*Assignment*. All lines in the records that carry the string "Where" are to be shown.

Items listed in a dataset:
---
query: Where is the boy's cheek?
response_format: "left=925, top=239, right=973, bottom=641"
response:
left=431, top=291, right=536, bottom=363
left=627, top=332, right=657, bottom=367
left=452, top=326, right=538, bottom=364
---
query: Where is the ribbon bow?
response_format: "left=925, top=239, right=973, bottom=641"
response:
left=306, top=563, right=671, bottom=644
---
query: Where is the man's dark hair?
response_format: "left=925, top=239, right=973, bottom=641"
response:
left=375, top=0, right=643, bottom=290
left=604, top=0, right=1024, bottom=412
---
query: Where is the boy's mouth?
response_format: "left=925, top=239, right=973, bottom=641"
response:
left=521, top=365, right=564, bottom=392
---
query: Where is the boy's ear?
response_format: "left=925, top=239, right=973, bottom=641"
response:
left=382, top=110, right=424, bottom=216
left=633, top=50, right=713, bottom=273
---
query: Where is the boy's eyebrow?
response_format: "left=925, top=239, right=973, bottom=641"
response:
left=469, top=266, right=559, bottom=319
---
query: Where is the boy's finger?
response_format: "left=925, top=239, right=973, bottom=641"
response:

*Written response*.
query: Where is the boy's cheek?
query: Where is the ribbon bow?
query: Where is the man's dark hair?
query: Where is the boy's mouth?
query: Where is the boy's ear?
query: Where is the boy's eyebrow?
query: Where is the boy's finger?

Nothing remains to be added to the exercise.